*** THE RECORDS Section Begins ***

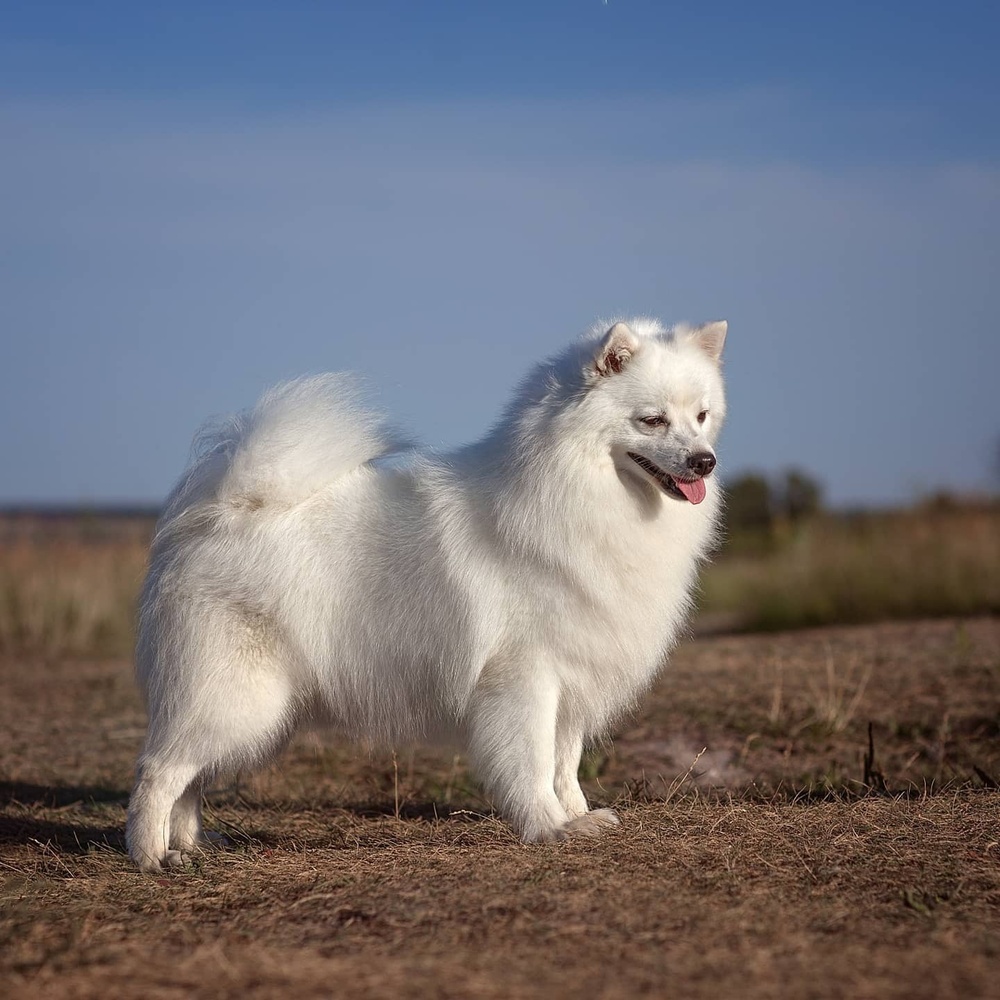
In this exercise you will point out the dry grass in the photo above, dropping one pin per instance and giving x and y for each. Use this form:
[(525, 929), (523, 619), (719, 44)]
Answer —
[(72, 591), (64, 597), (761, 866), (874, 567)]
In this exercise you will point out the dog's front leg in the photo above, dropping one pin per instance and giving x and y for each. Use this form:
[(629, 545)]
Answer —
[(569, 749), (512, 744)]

*** THE RECORDS Section Ends ***
*** THE RECORDS Section Begins ***

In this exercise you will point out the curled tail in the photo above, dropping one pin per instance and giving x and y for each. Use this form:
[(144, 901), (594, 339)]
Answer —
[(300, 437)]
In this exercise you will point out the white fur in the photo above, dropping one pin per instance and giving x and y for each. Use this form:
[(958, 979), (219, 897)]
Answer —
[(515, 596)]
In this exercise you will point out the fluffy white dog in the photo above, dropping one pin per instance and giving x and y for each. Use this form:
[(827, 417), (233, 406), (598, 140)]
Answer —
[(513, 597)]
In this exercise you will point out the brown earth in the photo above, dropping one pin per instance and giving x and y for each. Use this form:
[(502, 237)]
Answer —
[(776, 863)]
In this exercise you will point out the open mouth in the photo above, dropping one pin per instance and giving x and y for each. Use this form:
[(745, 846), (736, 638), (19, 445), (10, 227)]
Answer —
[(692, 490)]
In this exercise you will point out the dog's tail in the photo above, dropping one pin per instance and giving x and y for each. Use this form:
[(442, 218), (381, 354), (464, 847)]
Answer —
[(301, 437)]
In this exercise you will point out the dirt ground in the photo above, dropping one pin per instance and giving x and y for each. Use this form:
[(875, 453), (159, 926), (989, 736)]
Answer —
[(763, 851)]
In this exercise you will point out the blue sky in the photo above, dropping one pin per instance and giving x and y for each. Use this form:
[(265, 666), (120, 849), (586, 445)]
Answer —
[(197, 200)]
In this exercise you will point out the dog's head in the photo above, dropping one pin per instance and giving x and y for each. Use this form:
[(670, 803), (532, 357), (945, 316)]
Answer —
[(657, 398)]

*** THE RECORDS Section Ends ***

PROMPT:
Report the number of lines in the records above that contain "exercise", with no other text.

PROBLEM SOLUTION:
11